## La consigne
D'après l'article sur l'image humanitaire, à quel moment diverses associations d'intervention d'urgence se créent-elles en Europe de l'ouest ?

17 avril 2019

"Qu’ils se débrouillent !" (C’est bien notre avis)

Article réalisé par Jean-Jacques Grodent, ancien responsable de l’information et du plaidoyer à SOS FAIM Belgique. Il a l’expérience des discours sur les projets de coopération et soutient activement différents projets d’agriculture en Afrique et en Amérique Latine. Dans cet article, il s’intéresse à l’impact de l’image humanitaire.
Cec
Quelques réflexions au départ d’une expérience de communication autour de l’image de l’Afrique.
 
L’emprise de l’image humanitaire
 
Au début des années 1970, à la suite de diverses crises humanitaires sur le continent africain (guerres, famines, sécheresse, …), se créent en Europe de l’ouest diverses associations d’intervention d’urgence. Très rapidement, pour se singulariser dans le paysage essentiellement occupé à cette époque par les associations de coopération au développement, elles lancent des campagnes de sensibilisation à la cause humanitaire, à grande échelle, multimédias, et destinée à un large public. 
Durant une bonne vingtaine d’années, les panneaux publicitaires verront s’affronter les slogans et les images émis tantôt par les organisations humanitaires, tantôt par les organisations de coopération, les unes et les autres prenant appui sur des images « venues » d’Afrique, par souci d’une certaine efficacité. Trois objectifs étaient poursuivis plus ou moins simultanément : le renforcement d’une notoriété, l’affirmation d’une vision singulière des interventions de la part des unes et des autres, … et l’appui à des campagnes de récolte de fonds.
Dès le départ, les dés sont pipés … d’un côté, des messages simples et directs d’intervention dans des situations de catastrophe, appuyées souvent par actions de presse percutantes et de l’autre, plus rares - les messages paternalistes sont encore régulièrement de mise, des messages qui tentent de contextualiser des appuis de long terme, visant non pas à « guérir », là tout de suite, mais à valoriser et accompagner des capacités d’action locales.  Deux langages, deux visions, deux approches, … deux « efficacités » dans le champ de la communication.

## Données fournies
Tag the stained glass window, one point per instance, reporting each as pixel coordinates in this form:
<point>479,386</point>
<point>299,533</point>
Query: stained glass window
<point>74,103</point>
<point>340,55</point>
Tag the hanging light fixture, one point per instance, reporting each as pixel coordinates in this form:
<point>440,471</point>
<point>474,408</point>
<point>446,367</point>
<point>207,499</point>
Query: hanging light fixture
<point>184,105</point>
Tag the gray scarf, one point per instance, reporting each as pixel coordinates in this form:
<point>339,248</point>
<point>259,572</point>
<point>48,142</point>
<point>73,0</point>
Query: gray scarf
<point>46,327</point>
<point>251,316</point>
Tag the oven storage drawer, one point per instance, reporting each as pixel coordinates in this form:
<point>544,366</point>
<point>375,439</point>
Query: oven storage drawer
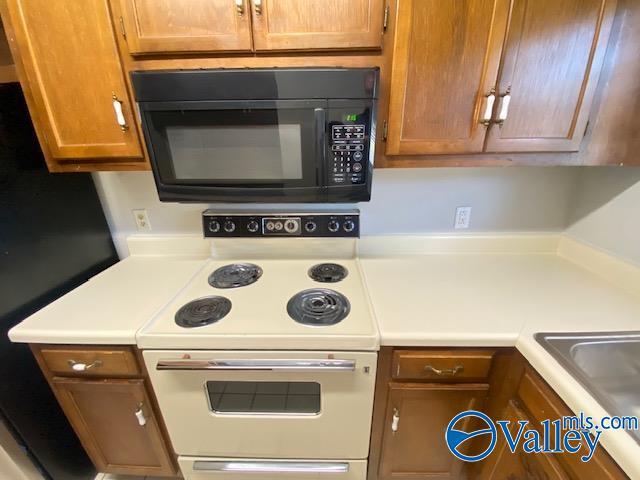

## Résultat
Au début des années 1970.